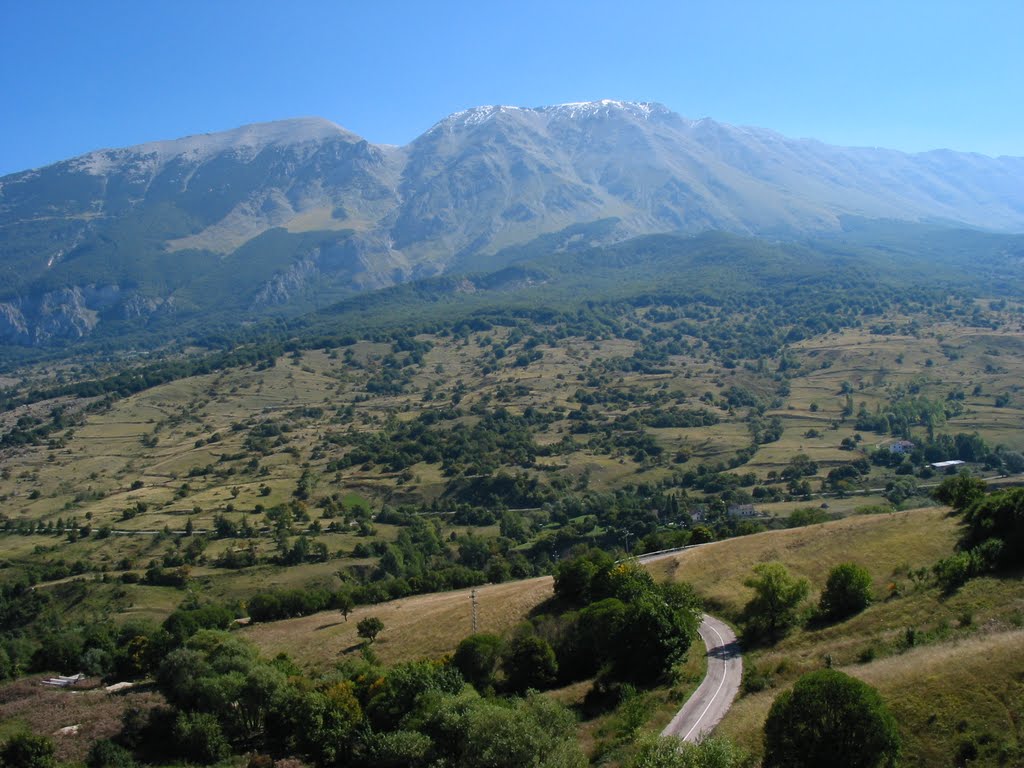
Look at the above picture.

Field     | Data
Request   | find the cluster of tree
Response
[741,561,871,642]
[933,479,1024,591]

____________

# Exercise brief
Rewrite the listing above line by line, leaving out the image line, and multiply every bounding-box coordinate by 0.5, rounding each result to a whole number with halves rounded up.

# Answer to the exercise
Look at the above picture.

Field     | Data
Request   | find the cluster of tree
Response
[371,281,436,321]
[467,240,512,296]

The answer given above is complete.